Possible GPG signature-check bug

Larry Ellis Larry_C_Ellis at hotmail.com
Thu Apr 18 21:48:02 CEST 2002


Well, as you assumed from the files I sent, the chunk of data that contained
the multiple signatures was from a timestamping service.  You also were
correct, in that this block of data was created by sending a signature to
the timestamping service, which in turn signed the signature and returned
the resulting block to me.

I'm not sure exactly what mechanism the service used to create this double
signature.

In any case, the questions are:

1.  Is there anything inherently wrong with the double signature block (for
example, does it violate some packet structure convention).

2. If the answer to 1 is no, whose handling of this is correct?  PGP's or
GPG's?

» **Records shown**

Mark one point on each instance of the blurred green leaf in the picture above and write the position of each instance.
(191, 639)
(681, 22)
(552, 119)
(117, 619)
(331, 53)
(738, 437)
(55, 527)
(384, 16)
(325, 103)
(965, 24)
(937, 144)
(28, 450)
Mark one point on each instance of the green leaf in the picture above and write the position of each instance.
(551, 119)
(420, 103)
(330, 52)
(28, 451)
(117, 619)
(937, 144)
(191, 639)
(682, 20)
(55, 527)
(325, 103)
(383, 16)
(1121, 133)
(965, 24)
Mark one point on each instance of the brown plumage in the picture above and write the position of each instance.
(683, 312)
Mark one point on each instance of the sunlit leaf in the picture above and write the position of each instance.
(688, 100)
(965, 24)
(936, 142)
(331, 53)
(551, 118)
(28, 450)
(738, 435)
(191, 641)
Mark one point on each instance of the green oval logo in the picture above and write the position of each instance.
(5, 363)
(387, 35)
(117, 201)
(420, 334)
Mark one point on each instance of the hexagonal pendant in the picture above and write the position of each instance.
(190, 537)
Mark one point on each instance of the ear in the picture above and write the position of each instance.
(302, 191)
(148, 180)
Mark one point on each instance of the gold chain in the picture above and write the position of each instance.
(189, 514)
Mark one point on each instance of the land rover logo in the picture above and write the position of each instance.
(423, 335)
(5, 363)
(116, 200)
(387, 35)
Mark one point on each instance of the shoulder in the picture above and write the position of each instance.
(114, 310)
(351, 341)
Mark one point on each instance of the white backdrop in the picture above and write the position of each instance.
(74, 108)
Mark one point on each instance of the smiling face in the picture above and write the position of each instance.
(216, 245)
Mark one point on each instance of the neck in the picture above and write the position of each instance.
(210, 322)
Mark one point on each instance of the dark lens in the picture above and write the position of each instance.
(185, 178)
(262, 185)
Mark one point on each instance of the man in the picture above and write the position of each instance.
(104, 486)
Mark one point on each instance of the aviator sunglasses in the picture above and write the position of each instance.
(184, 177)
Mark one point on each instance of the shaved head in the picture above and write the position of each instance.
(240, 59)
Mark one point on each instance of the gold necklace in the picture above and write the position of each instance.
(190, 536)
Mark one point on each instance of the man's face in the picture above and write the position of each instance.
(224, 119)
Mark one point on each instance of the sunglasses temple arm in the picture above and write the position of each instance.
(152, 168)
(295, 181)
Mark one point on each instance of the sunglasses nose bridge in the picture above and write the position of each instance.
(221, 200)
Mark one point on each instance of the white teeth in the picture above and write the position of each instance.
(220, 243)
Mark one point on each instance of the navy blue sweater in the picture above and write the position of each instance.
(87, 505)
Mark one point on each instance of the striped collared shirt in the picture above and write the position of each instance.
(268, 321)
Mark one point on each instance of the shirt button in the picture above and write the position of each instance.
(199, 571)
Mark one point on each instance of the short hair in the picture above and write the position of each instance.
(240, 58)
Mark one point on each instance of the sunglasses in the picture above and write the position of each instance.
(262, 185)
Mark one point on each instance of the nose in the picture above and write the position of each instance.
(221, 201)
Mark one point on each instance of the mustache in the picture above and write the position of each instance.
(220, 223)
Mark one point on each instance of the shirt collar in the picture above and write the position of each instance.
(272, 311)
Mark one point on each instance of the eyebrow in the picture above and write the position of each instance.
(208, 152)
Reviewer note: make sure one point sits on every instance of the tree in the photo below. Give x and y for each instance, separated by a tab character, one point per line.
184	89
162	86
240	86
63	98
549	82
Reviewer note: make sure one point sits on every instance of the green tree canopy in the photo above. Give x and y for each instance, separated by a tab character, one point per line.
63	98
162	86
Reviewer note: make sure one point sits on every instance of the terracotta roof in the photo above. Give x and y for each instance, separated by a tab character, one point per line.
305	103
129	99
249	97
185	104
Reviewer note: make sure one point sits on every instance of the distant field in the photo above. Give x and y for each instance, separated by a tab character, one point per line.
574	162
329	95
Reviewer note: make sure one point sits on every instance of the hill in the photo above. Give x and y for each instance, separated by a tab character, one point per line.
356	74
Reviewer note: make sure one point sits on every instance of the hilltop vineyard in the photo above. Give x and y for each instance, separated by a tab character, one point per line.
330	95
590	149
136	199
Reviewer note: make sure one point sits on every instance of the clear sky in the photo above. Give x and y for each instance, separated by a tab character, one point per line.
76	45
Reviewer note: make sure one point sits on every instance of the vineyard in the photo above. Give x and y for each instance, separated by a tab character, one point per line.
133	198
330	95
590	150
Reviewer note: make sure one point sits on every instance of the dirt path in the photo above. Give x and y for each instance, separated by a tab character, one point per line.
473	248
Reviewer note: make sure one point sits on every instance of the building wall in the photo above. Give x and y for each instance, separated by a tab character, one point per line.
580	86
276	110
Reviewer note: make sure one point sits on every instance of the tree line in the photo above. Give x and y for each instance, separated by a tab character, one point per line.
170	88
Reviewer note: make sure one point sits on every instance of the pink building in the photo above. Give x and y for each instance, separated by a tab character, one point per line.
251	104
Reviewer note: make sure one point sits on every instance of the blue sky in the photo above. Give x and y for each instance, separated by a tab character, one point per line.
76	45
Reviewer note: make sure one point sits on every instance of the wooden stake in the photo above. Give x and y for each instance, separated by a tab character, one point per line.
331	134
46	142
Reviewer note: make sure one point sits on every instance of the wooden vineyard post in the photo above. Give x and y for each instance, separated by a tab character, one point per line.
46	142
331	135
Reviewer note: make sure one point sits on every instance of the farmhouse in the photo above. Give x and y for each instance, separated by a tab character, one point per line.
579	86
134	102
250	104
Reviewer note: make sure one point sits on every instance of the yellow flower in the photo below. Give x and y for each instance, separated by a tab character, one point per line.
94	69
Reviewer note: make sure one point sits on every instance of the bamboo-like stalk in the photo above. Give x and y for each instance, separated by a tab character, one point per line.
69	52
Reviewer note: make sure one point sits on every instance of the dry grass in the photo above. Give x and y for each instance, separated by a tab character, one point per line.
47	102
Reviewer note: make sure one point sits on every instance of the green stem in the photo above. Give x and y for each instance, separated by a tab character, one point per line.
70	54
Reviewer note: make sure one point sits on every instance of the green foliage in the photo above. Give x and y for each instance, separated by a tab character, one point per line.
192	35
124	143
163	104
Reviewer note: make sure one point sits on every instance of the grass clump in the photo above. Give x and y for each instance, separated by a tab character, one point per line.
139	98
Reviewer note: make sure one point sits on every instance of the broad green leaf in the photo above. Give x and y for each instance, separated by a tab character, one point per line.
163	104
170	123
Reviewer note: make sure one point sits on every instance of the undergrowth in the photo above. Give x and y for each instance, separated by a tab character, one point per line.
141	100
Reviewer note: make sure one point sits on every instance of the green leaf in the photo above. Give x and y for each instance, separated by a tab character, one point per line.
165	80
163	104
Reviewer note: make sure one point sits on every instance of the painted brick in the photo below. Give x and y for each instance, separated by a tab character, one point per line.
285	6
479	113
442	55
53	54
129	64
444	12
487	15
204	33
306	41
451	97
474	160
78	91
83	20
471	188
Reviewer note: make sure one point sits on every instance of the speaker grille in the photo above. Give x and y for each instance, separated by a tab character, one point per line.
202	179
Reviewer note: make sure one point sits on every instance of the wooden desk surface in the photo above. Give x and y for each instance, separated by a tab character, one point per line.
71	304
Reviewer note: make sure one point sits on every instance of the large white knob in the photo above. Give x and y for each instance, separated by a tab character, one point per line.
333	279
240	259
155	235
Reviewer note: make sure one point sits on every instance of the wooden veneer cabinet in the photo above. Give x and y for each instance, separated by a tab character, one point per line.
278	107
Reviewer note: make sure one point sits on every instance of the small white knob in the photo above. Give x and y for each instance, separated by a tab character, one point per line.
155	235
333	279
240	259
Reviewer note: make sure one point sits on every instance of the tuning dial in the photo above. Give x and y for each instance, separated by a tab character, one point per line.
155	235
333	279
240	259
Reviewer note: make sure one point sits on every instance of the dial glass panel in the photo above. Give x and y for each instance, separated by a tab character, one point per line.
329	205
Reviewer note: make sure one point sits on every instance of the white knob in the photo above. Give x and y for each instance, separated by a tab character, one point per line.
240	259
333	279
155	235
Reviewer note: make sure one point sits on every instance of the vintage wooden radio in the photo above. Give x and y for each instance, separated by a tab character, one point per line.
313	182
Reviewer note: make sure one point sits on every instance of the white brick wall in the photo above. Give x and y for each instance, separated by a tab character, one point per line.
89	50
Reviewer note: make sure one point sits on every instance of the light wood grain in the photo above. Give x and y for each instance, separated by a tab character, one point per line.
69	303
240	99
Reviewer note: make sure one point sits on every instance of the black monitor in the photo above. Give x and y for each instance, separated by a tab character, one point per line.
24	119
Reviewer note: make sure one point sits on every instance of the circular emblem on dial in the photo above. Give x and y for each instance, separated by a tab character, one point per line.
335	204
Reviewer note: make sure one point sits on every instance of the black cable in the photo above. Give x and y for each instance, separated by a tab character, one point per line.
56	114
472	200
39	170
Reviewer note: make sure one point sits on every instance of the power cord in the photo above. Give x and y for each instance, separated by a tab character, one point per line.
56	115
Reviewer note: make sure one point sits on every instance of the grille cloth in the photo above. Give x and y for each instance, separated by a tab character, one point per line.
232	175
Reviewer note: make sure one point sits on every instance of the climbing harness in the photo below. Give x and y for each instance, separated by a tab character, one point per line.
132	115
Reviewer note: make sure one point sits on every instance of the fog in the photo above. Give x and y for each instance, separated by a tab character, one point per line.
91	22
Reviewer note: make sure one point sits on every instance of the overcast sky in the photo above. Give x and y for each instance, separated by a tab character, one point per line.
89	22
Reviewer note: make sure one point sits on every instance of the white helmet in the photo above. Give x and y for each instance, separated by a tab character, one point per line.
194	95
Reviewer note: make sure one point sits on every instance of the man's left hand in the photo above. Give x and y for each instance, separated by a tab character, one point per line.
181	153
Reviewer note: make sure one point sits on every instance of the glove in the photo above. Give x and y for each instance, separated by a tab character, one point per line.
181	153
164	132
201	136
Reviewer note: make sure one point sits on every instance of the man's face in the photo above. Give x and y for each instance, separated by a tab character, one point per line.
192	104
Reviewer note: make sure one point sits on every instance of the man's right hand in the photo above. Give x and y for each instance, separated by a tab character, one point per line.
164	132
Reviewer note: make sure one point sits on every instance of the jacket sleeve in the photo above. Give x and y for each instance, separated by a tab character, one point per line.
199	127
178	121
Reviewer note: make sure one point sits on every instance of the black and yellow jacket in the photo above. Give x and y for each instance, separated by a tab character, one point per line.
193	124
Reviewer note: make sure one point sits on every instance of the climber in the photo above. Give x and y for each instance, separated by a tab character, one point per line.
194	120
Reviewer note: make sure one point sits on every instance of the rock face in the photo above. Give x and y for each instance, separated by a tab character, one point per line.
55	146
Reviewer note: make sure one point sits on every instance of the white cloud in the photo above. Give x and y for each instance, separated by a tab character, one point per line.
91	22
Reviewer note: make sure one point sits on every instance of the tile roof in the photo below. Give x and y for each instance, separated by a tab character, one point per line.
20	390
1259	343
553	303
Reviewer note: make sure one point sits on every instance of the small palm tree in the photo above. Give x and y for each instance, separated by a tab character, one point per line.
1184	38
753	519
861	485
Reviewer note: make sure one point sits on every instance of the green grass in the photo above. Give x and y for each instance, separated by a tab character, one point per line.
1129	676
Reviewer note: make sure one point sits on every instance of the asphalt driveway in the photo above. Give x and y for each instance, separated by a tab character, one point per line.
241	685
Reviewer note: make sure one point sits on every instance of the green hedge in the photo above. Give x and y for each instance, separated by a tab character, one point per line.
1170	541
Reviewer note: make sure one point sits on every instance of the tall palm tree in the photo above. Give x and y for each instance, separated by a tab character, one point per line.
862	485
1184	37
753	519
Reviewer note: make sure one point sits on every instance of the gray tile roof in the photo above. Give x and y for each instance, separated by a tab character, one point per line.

» **Set exercise 1**
Repeat the stretch of the GPG signature-check text from "Larry Ellis Larry_C_Ellis" through "block to me.", word for word.
» **Set exercise 2**
Give the records again from the line containing "of the tile" through the end of the records, substituting "coconut palm" for "palm tree" and changing nothing else.

» **Correct output 1**
Larry Ellis Larry_C_Ellis at hotmail.com
Thu Apr 18 21:48:02 CEST 2002


Well, as you assumed from the files I sent, the chunk of data that contained
the multiple signatures was from a timestamping service.  You also were
correct, in that this block of data was created by sending a signature to
the timestamping service, which in turn signed the signature and returned
the resulting block to me.

» **Correct output 2**
Reviewer note: make sure one point sits on every instance of the tile roof in the photo below. Give x and y for each instance, separated by a tab character, one point per line.
20	390
1259	343
553	303
Reviewer note: make sure one point sits on every instance of the small coconut palm in the photo above. Give x and y for each instance, separated by a tab character, one point per line.
1184	38
753	519
861	485
Reviewer note: make sure one point sits on every instance of the green grass in the photo above. Give x and y for each instance, separated by a tab character, one point per line.
1129	676
Reviewer note: make sure one point sits on every instance of the asphalt driveway in the photo above. Give x and y for each instance, separated by a tab character, one point per line.
241	685
Reviewer note: make sure one point sits on every instance of the green hedge in the photo above. Give x and y for each instance, separated by a tab character, one point per line.
1170	541
Reviewer note: make sure one point sits on every instance of the tall coconut palm in the photo above. Give x and y for each instance, separated by a tab character, one point per line.
862	485
1184	37
753	519
Reviewer note: make sure one point sits on every instance of the gray tile roof in the photo above. Give x and y for each instance, separated by a tab character, one point per line.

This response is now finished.